AIM OF THE EXERCISE:
Repeat every line of the material, character for character.

THE DATA:
--- --- ---

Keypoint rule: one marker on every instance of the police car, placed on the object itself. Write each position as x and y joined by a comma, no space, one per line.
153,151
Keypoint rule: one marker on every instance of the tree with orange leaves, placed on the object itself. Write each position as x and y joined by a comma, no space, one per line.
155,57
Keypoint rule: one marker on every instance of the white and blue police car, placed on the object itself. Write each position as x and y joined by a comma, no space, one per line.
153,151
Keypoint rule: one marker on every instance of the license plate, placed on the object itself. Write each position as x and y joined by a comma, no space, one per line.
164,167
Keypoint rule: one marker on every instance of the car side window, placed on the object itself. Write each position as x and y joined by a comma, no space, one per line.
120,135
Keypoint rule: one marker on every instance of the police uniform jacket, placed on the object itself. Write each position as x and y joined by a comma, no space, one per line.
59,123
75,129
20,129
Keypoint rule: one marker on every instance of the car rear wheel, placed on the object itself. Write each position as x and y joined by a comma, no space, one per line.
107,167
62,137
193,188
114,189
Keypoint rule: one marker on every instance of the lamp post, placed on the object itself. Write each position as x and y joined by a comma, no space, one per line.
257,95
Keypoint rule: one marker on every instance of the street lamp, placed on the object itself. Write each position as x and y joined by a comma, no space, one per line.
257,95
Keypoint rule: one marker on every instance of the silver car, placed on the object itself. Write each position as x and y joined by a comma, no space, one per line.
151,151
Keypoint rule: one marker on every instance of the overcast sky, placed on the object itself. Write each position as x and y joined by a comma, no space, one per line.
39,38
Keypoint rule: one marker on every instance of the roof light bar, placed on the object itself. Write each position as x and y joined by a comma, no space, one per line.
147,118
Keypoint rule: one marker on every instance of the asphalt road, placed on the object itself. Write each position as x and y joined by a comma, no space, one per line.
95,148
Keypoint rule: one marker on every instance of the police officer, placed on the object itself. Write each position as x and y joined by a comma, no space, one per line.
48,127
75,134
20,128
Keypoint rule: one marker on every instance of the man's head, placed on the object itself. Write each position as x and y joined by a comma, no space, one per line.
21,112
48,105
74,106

--- --- ---

TASK ANSWER:
Keypoint rule: one marker on every instance of the police car, placed on the object itself. Write each position as x and y joined by a comma, no space, one per line.
153,151
Keypoint rule: one marker on every instance of the tree with orange leaves, placed on the object itself. Write each position as x and y joined by a comma, no space, one per line.
155,57
Keypoint rule: one marker on every instance of the white and blue police car, placed on the object itself. Write each position as x and y joined by a comma, no space, one per line.
153,151
Keypoint rule: one marker on every instance of the license plate, placed on the object itself. Write each position as x and y joined by a comma, no space, one per line.
164,167
Keypoint rule: one marker on every instance of the car side window, placed on the object itself. Write each position as x and y joined by a comma, no space, one per line.
120,135
Keypoint rule: one marker on every instance of the police uniform jacket, placed on the object itself. Write each position as x and y joined by a comma, no space, one per line.
59,123
75,129
20,129
Keypoint rule: one marker on every instance of the car rear wheel, placed on the object itself. Write each position as x and y joined by a comma, no space, one per line.
107,167
62,137
193,188
114,189
Keypoint rule: one marker on every instance of the lamp post, placed on the object itself. Write each position as x and y joined by a comma, no space, one per line.
257,95
Keypoint rule: one marker on every instance of the street lamp, placed on the object itself. Write each position as x and y joined by a comma, no space, one per line.
257,95
Keypoint rule: one marker on every instance of the silver car, placed on the object itself. Write each position as x and y joined by a comma, no space, one per line.
151,151
Keypoint rule: one marker on every instance of the overcast sky, placed on the object itself. Write each position as x and y joined by a comma, no space, one per line.
39,38
Keypoint rule: one marker on every instance of the roof light bar, placed on the object itself. Write each position as x and y joined by a comma, no space, one per line.
147,118
Keypoint rule: one marker on every instance of the asphalt road, placed on the object itself. Write each position as x and y joined by a comma, no space, one per line.
95,148
Keypoint rule: one marker on every instance of the police officer, placed on the object itself. Write each position as x and y joined by a comma, no space, one per line.
48,127
75,134
20,128
Keypoint rule: one marker on every instance of the man's head, placed on the object itself. Write each position as x and y joined by a comma, no space, one per line.
21,112
48,105
74,106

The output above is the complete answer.